Requirements: Convert every line of the rows below into a Markdown table with two columns, Number and Content, numbering the lines in order and skipping any blank ones. Leave the pictures out of the table.

====================

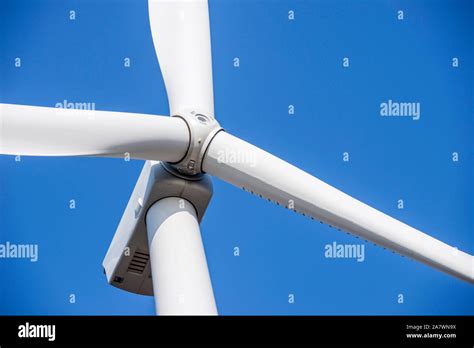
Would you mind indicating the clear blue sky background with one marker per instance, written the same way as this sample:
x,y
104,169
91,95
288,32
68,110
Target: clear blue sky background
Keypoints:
x,y
282,62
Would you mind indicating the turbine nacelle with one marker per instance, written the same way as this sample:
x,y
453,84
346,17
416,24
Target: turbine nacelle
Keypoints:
x,y
202,129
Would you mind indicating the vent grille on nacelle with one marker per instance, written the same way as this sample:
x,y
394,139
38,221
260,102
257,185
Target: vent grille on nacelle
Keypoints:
x,y
138,263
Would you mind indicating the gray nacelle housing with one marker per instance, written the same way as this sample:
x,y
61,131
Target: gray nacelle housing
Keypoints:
x,y
126,264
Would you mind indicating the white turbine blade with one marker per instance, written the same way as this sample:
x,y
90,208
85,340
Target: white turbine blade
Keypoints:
x,y
41,131
255,170
181,36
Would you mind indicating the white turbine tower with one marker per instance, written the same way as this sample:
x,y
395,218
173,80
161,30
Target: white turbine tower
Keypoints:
x,y
157,249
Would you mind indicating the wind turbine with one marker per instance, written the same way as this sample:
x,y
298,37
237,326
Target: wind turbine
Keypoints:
x,y
157,249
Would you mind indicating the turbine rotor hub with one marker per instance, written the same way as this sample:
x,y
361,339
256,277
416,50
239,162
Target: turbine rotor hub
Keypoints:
x,y
202,129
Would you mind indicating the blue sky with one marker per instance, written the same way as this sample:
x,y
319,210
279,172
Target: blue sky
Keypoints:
x,y
282,62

====================

Task response:
| Number | Content |
|---|---|
| 1 | Would you mind indicating the clear blue sky background with one marker per instance, written the same way as this sample: |
| 2 | x,y |
| 3 | 104,169 |
| 4 | 91,95 |
| 5 | 288,32 |
| 6 | 68,110 |
| 7 | Target: clear blue sky background |
| 8 | Keypoints: |
| 9 | x,y |
| 10 | 282,62 |
| 11 | Would you mind indicating the turbine nacelle with one marker per instance, written the same way as this sample: |
| 12 | x,y |
| 13 | 453,84 |
| 14 | 346,17 |
| 15 | 416,24 |
| 16 | Target: turbine nacelle |
| 17 | Keypoints: |
| 18 | x,y |
| 19 | 202,129 |
| 20 | Would you mind indicating the vent grille on nacelle with one marker per instance, written the same way as this sample: |
| 21 | x,y |
| 22 | 394,139 |
| 23 | 38,221 |
| 24 | 260,102 |
| 25 | 257,185 |
| 26 | Target: vent grille on nacelle |
| 27 | Keypoints: |
| 28 | x,y |
| 29 | 138,263 |
| 30 | Would you mind indicating the gray nacelle housing with one marker per instance, written the same way as this sample: |
| 31 | x,y |
| 32 | 61,131 |
| 33 | Target: gray nacelle housing |
| 34 | Keypoints: |
| 35 | x,y |
| 36 | 126,264 |
| 37 | Would you mind indicating the white turbine blade with one marker per instance, written the same way as this sample: |
| 38 | x,y |
| 39 | 90,208 |
| 40 | 85,340 |
| 41 | Target: white turbine blade |
| 42 | Keypoints: |
| 43 | x,y |
| 44 | 41,131 |
| 45 | 255,170 |
| 46 | 181,36 |
| 47 | Would you mind indicating the white turbine tower with one marker per instance, written the same way as this sample: |
| 48 | x,y |
| 49 | 395,218 |
| 50 | 173,80 |
| 51 | 161,30 |
| 52 | Target: white turbine tower |
| 53 | Keypoints: |
| 54 | x,y |
| 55 | 157,249 |
| 56 | Would you mind indicating the wind turbine with one marker per instance, written the same way as this sample: |
| 57 | x,y |
| 58 | 298,37 |
| 59 | 237,326 |
| 60 | Target: wind turbine |
| 61 | Keypoints: |
| 62 | x,y |
| 63 | 157,249 |
| 64 | Would you mind indicating the turbine rotor hub with one marker per instance, written the same way as this sample: |
| 65 | x,y |
| 66 | 361,339 |
| 67 | 256,277 |
| 68 | 416,50 |
| 69 | 239,162 |
| 70 | Target: turbine rotor hub |
| 71 | Keypoints: |
| 72 | x,y |
| 73 | 202,129 |
| 74 | Would you mind indicating the blue sky with one marker per instance, written the same way as this sample: |
| 75 | x,y |
| 76 | 319,210 |
| 77 | 279,172 |
| 78 | Target: blue sky |
| 79 | Keypoints: |
| 80 | x,y |
| 81 | 282,62 |